→ **Work to complete**
Only a number is expected: how many lines in the data below contain the word "outline".

→ **Given data**
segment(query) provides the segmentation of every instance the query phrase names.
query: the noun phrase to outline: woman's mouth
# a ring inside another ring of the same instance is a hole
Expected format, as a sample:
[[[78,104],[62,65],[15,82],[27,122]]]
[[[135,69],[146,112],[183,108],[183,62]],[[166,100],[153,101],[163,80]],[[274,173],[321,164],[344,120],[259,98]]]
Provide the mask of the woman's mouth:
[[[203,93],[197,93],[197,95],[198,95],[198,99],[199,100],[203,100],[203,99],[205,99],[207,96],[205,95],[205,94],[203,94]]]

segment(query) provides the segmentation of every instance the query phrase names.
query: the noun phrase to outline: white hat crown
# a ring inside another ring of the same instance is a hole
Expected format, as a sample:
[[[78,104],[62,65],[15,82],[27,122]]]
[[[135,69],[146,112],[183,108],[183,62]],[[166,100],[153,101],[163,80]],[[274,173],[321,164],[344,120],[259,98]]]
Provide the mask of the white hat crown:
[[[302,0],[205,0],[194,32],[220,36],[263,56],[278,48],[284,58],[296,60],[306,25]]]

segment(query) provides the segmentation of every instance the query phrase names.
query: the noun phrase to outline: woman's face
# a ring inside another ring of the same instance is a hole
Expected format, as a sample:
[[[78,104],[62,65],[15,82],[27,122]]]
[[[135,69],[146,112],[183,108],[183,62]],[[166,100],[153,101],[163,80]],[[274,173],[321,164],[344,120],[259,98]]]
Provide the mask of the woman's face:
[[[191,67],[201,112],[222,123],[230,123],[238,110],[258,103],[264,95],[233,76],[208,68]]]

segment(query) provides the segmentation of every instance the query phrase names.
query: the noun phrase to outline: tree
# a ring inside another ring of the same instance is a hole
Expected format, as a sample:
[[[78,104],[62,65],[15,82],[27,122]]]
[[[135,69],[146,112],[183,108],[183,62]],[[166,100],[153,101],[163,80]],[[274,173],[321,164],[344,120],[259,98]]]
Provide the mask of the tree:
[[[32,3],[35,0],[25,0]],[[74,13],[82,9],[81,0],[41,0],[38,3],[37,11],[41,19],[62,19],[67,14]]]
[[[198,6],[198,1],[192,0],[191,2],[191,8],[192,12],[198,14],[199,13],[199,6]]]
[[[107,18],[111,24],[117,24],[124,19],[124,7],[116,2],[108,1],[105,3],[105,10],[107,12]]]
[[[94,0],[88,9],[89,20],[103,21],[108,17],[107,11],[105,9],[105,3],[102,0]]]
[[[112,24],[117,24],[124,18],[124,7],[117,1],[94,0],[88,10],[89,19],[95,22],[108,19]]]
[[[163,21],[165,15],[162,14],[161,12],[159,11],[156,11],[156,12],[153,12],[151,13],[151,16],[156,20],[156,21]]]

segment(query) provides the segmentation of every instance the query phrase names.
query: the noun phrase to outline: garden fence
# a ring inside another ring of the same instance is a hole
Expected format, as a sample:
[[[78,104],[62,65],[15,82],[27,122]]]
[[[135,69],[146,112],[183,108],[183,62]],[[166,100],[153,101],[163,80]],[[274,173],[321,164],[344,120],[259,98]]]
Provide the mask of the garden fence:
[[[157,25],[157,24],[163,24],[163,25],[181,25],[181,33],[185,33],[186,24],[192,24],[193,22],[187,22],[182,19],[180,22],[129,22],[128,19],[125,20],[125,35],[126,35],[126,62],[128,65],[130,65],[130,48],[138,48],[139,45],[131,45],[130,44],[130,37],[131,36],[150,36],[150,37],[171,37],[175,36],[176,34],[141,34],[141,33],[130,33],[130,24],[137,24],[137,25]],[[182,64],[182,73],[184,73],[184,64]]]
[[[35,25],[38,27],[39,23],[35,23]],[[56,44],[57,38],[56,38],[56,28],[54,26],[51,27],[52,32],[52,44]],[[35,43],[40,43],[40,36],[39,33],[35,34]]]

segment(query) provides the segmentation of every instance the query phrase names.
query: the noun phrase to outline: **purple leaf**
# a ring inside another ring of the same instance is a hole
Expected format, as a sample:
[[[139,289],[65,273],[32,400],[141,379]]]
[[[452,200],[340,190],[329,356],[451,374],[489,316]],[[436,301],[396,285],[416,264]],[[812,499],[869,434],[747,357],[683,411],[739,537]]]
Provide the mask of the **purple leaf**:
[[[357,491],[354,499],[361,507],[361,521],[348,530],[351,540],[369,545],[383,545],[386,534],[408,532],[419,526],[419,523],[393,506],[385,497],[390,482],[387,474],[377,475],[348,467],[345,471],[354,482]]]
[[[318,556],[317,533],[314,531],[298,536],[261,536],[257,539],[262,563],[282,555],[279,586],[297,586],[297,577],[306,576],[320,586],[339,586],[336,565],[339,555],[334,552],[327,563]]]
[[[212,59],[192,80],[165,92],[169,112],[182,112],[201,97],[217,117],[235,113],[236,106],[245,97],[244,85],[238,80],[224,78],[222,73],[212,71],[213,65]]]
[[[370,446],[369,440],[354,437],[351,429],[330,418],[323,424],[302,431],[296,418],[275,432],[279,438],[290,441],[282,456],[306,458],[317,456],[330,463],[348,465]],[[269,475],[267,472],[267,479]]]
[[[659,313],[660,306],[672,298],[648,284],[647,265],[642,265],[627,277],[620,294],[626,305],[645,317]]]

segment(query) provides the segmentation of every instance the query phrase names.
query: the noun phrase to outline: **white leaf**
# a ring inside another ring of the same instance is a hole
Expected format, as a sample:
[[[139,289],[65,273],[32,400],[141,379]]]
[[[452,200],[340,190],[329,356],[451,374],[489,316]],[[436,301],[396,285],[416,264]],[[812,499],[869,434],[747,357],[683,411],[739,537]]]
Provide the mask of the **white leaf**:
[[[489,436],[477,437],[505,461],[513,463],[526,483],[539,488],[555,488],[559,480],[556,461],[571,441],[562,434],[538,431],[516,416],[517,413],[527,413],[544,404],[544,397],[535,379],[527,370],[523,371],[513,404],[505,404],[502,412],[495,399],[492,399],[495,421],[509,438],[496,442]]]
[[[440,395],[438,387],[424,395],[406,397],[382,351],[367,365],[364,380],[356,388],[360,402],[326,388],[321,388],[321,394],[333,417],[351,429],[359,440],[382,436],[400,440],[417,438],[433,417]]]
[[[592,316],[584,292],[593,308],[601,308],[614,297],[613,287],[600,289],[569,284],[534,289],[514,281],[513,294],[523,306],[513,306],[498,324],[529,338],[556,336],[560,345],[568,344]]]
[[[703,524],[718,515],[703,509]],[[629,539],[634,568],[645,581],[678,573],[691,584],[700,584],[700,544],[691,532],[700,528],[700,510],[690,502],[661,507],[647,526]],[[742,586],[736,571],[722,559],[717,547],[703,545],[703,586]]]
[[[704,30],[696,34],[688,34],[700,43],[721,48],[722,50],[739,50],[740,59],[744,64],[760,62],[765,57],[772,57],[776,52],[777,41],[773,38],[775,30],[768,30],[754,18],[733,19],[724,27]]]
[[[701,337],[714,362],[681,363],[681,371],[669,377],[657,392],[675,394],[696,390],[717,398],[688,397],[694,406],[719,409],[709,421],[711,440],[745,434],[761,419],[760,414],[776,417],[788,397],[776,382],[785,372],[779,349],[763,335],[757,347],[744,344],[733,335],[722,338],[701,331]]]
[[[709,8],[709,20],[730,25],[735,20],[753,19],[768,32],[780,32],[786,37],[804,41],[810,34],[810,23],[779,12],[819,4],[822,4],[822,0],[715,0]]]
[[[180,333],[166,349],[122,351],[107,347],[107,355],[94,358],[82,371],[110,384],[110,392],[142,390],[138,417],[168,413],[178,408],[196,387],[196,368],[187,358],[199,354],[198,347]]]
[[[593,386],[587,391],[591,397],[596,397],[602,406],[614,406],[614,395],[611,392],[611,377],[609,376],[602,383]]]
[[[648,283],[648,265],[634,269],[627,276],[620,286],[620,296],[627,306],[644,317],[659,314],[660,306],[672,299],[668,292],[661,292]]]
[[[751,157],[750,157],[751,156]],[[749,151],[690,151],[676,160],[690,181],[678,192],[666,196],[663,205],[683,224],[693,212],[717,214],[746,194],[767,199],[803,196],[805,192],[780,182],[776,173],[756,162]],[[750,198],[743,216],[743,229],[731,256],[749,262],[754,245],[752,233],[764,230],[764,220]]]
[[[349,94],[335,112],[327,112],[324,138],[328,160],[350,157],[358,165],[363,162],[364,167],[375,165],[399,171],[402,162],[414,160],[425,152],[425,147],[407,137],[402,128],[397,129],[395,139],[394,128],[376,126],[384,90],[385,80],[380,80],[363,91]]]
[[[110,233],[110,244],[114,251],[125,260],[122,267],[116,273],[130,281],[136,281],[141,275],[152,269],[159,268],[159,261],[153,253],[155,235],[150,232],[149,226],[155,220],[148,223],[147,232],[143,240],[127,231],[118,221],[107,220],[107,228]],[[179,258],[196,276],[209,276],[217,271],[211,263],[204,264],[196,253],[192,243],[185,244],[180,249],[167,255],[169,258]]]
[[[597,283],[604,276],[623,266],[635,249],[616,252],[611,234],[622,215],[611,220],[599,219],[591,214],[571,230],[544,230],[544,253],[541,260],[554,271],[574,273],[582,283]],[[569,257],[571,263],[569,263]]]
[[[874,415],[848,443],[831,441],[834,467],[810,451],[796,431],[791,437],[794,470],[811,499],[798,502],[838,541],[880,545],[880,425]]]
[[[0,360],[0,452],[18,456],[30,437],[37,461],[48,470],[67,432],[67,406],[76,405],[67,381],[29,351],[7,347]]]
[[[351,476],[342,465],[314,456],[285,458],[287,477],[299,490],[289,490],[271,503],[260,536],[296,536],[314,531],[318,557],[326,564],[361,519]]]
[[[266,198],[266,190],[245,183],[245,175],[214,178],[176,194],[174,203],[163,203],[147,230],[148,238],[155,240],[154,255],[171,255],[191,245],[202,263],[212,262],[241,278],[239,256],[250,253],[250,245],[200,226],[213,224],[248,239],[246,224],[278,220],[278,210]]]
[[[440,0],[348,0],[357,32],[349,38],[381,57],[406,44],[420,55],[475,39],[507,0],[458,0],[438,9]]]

→ **Response for this exercise**
7